[Selected extract]

Understanding the different container types and the capacity measurement units will help you make more informed decisions when planning your cargo shipment.
Do I Have to Use the Whole Container?
Using the whole container for your shipment depends on the volume of your goods. If you have enough cargo to fill up a whole container, you can opt for Full Container Load (FCL) shipping. This is often more cost-effective for larger shipments and provides more control over the container’s contents, reducing the risk of damage from other goods.
However, if your cargo doesn’t fill a whole container, you don’t have to leave the rest of the space empty. You can use Less than Container Load (LCL) shipping, where your goods share the container space with other shippers’ goods. LCL can be more economical for smaller shipments, but in some cases, it may take longer due to the additional logistics of consolidating and deconsolidating multiple shippers’ goods.
A brief history of container shipping
Before the standardized shipping containers we know today, including the early use of limited standardized shipping containers during World War II, various forms of containers were used throughout history for transporting goods.
Crates and Barrels:
For centuries, crates and barrels have been used as containers to transport goods by sea and land. They were used to ship commodities like wine, oil, grains, and other goods.
During the 18th and 19th centuries, tea chests were used to transport tea from Asia to Europe. These chests were wooden boxes that were used specifically for tea.
In the late 19th and early 20th centuries, railroads used boxcars to transport goods. These can be considered an early form of containers since they were standardized, enclosed spaces that could be loaded onto trains.
In the early 20th century, lift vans were used to transport household goods. These wooden crates could be lifted by a crane onto a ship.
These early forms of containers were usually not standardized, and they could not be easily transferred from ships to trucks or trains as modern shipping containers can be.
The Standardization of Shipping Containers:
The standardization of shipping containers brought efficiency and security to the shipping industry. The pioneer of this movement was an American trucking entrepreneur named Malcom McLean. He introduced the first commercial containers in the 1950s, dramatically reducing the cost and time of loading and unloading ships.
Over the years, container shipping has evolved to accommodate a variety of cargo types and sizes. From standard TEUs and FEUs to specialized containers for refrigerated goods, oversized cargo, and more, the container revolution has transformed the global supply chain, making it more streamlined and efficient than ever before.
What Are the Different Types of Cargo Ships and How Many TEUs or FEUs Each Can Carry?
Shipping containers across the globe requires a diverse fleet of cargo ships, each designed for different trade routes, port sizes, and cargo volumes. Let’s explore some common types of cargo ships and their capacities.
Feeder ships are the smallest type of cargo ships, primarily used to transport goods to and from ports that cannot accommodate larger vessels. They typically carry between 200 and 800 TEUs, though this can vary based on the specific design of the ship.
A step up from feeder ships, Feedermax ships carry containers to and from medium-sized ports. These ships usually have a capacity of up to 1,500 TEUs, but again, this can vary depending on the ship’s design.

[Provided records]
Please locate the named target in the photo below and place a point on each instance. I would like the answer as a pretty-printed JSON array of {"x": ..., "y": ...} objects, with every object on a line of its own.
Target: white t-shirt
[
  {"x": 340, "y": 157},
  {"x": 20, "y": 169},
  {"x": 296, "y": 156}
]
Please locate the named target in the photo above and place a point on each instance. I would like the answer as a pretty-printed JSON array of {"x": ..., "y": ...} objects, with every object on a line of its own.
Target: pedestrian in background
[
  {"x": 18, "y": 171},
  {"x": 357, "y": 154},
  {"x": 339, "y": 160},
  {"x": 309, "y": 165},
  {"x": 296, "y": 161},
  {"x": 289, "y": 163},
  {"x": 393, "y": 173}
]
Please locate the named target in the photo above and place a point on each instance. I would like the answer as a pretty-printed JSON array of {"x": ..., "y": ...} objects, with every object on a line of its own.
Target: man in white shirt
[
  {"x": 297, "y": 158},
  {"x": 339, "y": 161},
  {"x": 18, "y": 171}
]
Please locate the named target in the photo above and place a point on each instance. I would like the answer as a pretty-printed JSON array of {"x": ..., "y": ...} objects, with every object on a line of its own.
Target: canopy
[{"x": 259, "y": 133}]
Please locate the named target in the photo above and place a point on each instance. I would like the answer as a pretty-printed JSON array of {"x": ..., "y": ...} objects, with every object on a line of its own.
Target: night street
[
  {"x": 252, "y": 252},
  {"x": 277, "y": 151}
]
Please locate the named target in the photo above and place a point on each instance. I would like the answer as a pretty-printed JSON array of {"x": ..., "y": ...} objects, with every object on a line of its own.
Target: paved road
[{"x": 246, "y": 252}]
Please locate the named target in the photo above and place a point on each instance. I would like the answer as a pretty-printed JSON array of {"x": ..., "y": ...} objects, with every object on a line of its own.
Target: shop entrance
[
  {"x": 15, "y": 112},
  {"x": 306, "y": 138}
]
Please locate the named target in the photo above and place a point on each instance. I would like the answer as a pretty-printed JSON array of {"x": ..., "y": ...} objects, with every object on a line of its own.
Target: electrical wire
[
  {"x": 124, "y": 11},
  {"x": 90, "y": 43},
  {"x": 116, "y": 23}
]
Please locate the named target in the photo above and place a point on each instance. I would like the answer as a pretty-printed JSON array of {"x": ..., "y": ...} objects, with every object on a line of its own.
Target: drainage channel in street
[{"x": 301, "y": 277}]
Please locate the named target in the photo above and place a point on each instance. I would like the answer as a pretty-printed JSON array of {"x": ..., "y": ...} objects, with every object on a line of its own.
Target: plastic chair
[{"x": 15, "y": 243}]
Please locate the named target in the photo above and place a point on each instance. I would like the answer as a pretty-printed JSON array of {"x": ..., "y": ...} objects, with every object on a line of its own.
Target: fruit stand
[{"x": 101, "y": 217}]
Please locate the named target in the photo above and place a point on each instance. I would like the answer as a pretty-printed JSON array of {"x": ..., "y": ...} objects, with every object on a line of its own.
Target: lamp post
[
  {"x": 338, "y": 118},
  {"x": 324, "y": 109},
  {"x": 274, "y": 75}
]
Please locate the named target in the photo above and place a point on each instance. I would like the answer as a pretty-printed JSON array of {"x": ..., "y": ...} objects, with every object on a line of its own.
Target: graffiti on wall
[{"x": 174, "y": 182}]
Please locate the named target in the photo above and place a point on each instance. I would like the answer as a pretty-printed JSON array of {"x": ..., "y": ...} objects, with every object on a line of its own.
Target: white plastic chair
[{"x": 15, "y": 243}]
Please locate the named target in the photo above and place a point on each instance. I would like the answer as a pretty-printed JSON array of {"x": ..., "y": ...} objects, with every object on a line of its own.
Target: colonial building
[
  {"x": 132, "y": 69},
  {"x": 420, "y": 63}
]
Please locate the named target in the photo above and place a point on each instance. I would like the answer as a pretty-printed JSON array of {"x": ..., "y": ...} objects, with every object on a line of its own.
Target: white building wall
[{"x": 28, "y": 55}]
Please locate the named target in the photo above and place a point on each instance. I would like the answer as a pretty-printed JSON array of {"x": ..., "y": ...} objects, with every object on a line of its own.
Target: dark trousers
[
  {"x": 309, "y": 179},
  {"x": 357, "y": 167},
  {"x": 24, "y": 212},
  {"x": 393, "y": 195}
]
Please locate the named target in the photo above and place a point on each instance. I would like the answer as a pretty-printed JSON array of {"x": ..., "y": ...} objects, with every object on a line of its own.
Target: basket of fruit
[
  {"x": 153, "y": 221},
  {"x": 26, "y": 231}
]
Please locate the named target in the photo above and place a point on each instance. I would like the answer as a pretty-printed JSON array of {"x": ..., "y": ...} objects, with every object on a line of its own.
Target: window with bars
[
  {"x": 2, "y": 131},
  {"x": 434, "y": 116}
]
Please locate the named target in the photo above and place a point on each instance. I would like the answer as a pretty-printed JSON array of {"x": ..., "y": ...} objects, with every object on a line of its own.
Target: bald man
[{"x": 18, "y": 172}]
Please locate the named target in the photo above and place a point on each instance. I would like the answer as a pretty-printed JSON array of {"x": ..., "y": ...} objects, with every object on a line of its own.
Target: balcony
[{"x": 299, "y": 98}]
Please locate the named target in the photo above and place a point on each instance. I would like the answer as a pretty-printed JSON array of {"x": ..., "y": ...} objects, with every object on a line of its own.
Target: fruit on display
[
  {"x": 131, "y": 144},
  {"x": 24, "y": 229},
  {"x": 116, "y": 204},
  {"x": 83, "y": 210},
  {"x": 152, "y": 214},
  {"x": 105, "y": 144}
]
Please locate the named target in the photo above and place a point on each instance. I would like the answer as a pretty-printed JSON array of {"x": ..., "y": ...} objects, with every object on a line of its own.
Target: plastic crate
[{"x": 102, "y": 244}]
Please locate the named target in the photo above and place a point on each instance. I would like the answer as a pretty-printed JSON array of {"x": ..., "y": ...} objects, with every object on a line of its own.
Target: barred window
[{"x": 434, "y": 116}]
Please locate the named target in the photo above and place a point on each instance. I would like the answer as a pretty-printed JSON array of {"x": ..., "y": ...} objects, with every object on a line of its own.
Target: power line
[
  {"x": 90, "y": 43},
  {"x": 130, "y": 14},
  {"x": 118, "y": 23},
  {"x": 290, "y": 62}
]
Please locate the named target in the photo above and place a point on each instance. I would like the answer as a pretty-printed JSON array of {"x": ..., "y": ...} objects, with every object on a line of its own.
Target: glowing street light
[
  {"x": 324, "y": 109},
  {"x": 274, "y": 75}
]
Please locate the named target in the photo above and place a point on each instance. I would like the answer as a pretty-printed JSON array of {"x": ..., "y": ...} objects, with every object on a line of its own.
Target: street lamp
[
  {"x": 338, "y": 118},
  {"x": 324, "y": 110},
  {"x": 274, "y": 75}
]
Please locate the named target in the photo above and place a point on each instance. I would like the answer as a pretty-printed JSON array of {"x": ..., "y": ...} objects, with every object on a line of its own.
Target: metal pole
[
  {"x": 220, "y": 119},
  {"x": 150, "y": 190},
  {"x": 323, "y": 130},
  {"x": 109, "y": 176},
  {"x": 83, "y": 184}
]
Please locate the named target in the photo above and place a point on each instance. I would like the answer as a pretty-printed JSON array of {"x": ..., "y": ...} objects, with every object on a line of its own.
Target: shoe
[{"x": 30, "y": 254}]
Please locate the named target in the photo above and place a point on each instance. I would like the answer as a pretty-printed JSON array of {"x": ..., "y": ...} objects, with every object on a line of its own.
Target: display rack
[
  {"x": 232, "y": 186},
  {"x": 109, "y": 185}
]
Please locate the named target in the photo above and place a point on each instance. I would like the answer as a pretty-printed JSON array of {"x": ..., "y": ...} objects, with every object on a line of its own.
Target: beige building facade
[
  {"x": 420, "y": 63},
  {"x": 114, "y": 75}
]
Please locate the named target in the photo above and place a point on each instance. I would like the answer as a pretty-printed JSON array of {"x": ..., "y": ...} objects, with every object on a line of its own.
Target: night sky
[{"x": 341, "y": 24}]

[Problems to solve]
**a.** In the container shipping text, what are the answers to these questions?
(i) Who introduced the first commercial containers in the 1950s?
(ii) Where were tea chests used to carry tea from and to?
(iii) How many TEUs do feeder ships typically carry?
**b.** Can you carry on the container shipping text from where it stops?

[Results of the tasks]
**a.**
(i) Malcom McLean, an American trucking entrepreneur
(ii) From Asia to Europe
(iii) Between 200 and 800 TEUs

**b.**
Named after the Panama Canal, Panamax ships are designed to fit perfectly within the canal’s original lock dimensions. Panamax ships can carry between 3,000 to 5,000 TEUs, making them a common sight on global shipping routes.
Post-Panamax ships are larger than the original Panama Canal locks could accommodate. These vessels have a capacity ranging from 5,000 to 10,000 TEUs, enabling them to transport larger volumes of goods across the world’s oceans.
With the expansion of the Panama Canal in 2016, the New Panamax ships were introduced. These larger vessels can carry between 10,000 and 14,500 TEUs, vastly increasing the amount of cargo that can be transported on routes through the canal.
Ultra Large Container Vessels (ULCVs)
ULCVs represent the upper limit of container ship sizes. These behemoths can carry a staggering 18,000 to 24,000+ TEUs. Their immense size requires the use of specially equipped ports with deep waters and large cranes.
Keep in mind that the number of 40-foot containers (or FEUs) a ship can carry is generally about half the number of its TEU capacity. Also, these capacity ranges are approximations; the exact number can vary based on specific ship designs.
What Are the Factors That Determine the Number of Containers on a Ship
Here is a simple list of key factors that determine the number of containers a ship can carry:
Size and Type of the Ship
The larger the ship, the more containers it can hold. The ship’s design also plays a role, with certain designs accommodating more containers than others.
Type of Containers
The type and size of containers being used can affect the total capacity. For example, a ship can carry twice as many 20-foot containers (TEUs) as 40-foot containers (FEUs).
Ships have a maximum weight, or deadweight tonnage (DWT), they can carry, which includes the weight of the containers and their contents.
How containers are arranged on a ship, known as stowage planning, can affect the total number of containers a ship can safely carry.
Regulations and Safety Standards
Shipping regulations and safety standards can limit the number of containers a ship can carry to prevent overloading and maintain ship stability.
The ship’s draft, or how much of the ship is beneath the waterline, can limit the number of containers a ship can carry, especially in shallower ports.
Adverse weather conditions can affect the number of containers a ship can safely carry, as stability can be impacted by rough seas.
The cost of transporting containers can influence how many a shipper chooses to put on a ship. The more containers, the higher the price.
Shipping Schedule and Frequency
The frequency and schedule of a ship’s route can influence how many containers it carries. A regular, high-frequency route might carry fewer containers per trip compared to a less frequent route.
Planning Your Shipment: Practical Tips and How a Freight Forwarder Can Help
Shipping goods internationally can be complex. Here are some practical tips and ways a freight forwarder can help streamline the process:
Evaluate Your Needs
Before beginning the shipping process, accurately define your shipping needs. Consider the volume of goods, the distance they need to travel, the timeline for delivery, and your budget. A freight forwarder can help you assess these needs and develop a shipping plan.
Choose the Right Type of Shipping
There are different types of shipping, including ocean, air, rail, and road. The right one for you depends on your specific needs, such as the speed of delivery, and the nature of your goods. A freight forwarder can advise on the best type of shipping for your circumstances. Learn more about air freight vs. sea freight.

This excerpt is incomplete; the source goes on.